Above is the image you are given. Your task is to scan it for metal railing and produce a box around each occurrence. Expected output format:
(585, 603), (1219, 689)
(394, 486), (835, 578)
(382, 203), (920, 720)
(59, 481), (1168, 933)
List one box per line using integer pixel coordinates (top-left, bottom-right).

▶ _BRIEF_
Repeat the lines from the one containing "(59, 481), (1168, 933)" through the end of the listing, exactly and without any other lines; both ends are included.

▶ _WRITTEN ANSWER_
(59, 481), (1168, 933)
List one box per line using integer pixel coordinates (top-left, bottom-right).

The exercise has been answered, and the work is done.